- Stated problem
Rewrite the entries from the line with "wrist. Do not skip partially visible ones." up to and including the line with "[355,0,661,585]", leaving the requests unchanged. In the answers, multiply every bounding-box coordinate by 2.55 and round each result to a whole number, rounding halves up.

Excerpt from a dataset
-.-.-

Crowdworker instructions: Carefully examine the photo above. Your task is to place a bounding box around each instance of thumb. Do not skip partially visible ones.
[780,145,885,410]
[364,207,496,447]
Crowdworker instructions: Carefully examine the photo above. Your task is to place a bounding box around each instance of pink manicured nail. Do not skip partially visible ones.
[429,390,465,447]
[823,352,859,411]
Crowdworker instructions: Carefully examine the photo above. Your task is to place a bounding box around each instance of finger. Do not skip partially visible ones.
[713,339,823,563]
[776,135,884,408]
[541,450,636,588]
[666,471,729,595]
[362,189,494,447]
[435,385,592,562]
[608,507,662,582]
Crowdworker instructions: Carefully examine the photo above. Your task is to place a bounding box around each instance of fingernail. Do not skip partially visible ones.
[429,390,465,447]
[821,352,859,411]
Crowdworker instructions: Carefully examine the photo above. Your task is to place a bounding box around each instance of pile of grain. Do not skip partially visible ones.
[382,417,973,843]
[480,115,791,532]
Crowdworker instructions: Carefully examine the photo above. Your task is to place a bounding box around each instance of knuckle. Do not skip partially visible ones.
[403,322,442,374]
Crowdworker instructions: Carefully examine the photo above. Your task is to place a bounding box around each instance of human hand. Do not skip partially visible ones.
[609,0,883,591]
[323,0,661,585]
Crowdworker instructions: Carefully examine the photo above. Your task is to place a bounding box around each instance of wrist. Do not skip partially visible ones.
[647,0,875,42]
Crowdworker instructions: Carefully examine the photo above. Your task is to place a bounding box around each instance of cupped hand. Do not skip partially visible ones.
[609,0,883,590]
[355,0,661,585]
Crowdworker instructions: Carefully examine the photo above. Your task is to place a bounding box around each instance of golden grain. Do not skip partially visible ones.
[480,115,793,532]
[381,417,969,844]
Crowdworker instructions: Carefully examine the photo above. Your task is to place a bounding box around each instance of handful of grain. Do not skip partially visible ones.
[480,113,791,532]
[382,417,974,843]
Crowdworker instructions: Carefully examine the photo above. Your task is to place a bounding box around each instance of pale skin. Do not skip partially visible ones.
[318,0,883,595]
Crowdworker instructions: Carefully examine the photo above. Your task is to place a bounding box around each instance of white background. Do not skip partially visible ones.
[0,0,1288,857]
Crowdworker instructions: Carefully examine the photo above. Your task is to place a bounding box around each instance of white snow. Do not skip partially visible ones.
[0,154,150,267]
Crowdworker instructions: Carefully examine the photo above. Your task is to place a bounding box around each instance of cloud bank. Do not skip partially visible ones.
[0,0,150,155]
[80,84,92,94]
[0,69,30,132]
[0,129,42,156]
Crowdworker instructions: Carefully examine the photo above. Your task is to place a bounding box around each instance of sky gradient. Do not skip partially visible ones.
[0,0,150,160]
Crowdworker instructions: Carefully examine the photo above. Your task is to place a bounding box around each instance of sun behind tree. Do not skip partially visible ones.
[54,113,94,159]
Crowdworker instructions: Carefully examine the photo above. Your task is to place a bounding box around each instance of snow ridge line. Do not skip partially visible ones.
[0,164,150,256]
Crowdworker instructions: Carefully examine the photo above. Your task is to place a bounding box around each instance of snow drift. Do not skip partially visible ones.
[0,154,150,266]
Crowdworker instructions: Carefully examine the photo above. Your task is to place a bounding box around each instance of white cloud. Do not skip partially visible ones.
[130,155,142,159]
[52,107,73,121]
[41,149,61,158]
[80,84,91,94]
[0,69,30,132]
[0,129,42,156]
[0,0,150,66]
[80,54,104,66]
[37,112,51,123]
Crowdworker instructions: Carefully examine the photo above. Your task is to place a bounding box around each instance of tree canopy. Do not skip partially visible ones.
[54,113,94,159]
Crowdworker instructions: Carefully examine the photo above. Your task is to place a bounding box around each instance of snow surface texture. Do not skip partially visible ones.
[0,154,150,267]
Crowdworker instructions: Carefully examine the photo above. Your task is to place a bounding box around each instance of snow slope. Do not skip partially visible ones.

-.-.-

- Reply
Crowdworker instructions: Carefully examine the photo above. Your task is to place a bounding box around each instance of wrist. Do not skip partially visible ones.
[1650,0,2231,107]
Crowdworker instructions: Carefully examine the photo above. Your task is to place a bounding box around each instance of cupped hand. Do not skip partially visible ones.
[1553,0,2252,1505]
[905,0,1686,1492]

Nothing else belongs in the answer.